* EXERCISE TASK *
Find every line in the listing below that contains the string "dirt", and copy each of those lines. Case matters.

--- RECORDS SHOWN ---

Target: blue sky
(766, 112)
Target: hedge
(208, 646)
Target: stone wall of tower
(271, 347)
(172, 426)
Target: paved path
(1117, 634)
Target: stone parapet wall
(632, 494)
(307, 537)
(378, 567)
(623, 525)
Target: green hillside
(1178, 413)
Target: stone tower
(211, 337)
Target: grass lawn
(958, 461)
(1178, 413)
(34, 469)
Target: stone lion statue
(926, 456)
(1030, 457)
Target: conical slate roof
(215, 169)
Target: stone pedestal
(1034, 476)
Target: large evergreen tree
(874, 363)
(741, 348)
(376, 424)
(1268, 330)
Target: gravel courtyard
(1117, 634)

---
--- RECORDS SHOWN ---

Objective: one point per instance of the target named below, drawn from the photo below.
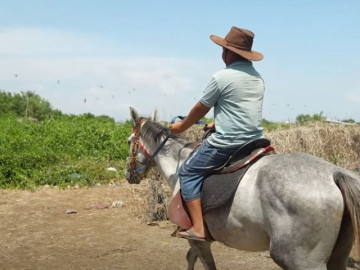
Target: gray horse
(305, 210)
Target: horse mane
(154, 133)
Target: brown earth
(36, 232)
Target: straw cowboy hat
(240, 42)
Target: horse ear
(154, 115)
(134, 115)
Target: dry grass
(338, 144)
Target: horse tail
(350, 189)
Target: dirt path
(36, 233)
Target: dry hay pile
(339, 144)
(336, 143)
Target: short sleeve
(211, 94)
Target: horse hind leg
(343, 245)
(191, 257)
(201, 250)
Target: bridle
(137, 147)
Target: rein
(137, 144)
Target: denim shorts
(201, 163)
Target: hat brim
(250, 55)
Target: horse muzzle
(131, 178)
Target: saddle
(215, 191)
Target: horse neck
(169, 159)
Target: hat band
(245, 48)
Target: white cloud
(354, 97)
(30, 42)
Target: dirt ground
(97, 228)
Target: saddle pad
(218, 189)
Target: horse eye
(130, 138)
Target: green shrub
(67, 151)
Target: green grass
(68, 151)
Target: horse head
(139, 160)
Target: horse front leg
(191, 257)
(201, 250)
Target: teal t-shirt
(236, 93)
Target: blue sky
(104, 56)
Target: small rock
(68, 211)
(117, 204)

---

* RESULT OF THIS TASK *
Target: dirt path
Target: dirt ground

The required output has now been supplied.